◆ **Document**
Le 09/10/2019 à 18h16
Une liste noire ? Comme pour les paradis fiscaux ? Et ben on est pas rendus …
Le 09/10/2019 à 18h47
Une liste noire dont personne ne connaitra l’existence. Les récalcitrants vont en faire des cauchemars.
Mais pourquoi sont-ils si méchants ? " />
Le 09/10/2019 à 19h22
Le 10/10/2019 à 05h19
Pourquoi vous parlez de liste “secrète” pour laquelle personne ne sera au courant ?
L’article dit que la plateforme sera avertie et que la publication sera faite sur le site de l’administration fiscale, avec une durée d’un an dans le registre.
Le 10/10/2019 à 06h55
c’est aussi mon avis !
“mais, pourquoi faire simple, alors qu’on peut……blablabla” ! " />
Le 10/10/2019 à 07h53
Si j’ai bien compris, ces grands groupes seront fichés sur une liste pour non respect de la loi sur le territoire français alors que les citoyens et entreprises ordinaires sont poursuivis et condamnés par la justice ?
Le 10/10/2019 à 08h15
hé oui !
“comme quoi : il y aurait, bien, 2……” ! " />
Le 10/10/2019 à 08h32
Encore une fausse bonne idée.
Vouloir qu’une entreprise collabore ne justifie pas qu’on porte atteinte à son image. Ce n’est pas parce que lui commet une infraction que tu as le droit d’en commettre une à son égard.
Il existe des textes pour forcer à ce qu’une entreprise collabore, le juge peut déjà sanctionner ces comportements.
Si Bercy veut les forcer à collaborer, elle n’a qu’à mettre en œuvre la loi existante et saisir les instances judiciaires en cas de besoin. Ce n’est certainement pas le temps ni les moyens qui leur manque.
Le “name&shame” n’apporte que des problèmes et risque fort de se retourner contre Bercy si une entreprise utilise un avocat un peu sérieux.

◆ **Objectif 1**
Relevez toutes les lignes des enregistrements ci-dessous où figure le mot « tree ». Tenez compte de la casse.
Le document et les enregistrements forment deux sources sans rapport entre elles.

◆ **Données fournies**
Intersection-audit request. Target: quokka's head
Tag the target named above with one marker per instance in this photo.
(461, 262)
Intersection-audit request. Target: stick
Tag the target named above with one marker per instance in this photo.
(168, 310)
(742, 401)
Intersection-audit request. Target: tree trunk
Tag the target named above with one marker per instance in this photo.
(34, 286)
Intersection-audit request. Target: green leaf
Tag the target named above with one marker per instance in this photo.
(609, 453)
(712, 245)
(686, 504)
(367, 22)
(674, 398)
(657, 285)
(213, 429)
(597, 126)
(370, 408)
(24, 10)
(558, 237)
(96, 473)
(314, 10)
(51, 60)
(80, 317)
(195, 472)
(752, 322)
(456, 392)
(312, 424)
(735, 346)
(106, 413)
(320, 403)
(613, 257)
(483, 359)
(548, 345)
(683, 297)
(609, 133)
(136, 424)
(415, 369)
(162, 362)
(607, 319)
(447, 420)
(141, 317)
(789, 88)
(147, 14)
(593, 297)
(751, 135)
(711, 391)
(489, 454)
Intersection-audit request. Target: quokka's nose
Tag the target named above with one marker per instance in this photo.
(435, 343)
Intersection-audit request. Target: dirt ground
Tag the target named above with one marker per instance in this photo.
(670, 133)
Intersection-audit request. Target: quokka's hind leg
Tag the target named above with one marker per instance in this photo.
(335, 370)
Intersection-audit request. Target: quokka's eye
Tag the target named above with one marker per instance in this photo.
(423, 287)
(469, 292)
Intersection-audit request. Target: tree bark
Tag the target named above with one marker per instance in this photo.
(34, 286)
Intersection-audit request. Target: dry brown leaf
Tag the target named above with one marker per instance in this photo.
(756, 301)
---
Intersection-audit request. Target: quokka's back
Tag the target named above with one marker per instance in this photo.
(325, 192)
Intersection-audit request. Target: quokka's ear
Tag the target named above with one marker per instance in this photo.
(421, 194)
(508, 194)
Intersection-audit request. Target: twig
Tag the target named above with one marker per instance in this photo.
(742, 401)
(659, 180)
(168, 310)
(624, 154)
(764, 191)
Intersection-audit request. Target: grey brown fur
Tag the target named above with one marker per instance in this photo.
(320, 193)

◆ **Objectif 2**
Selon un commentaire du document, combien de temps la publication doit-elle rester dans le registre ?

◆ **Réponse attendue 1**
Intersection-audit request. Target: tree trunk
Intersection-audit request. Target: tree bark

◆ **Réponse attendue 2**
Un an.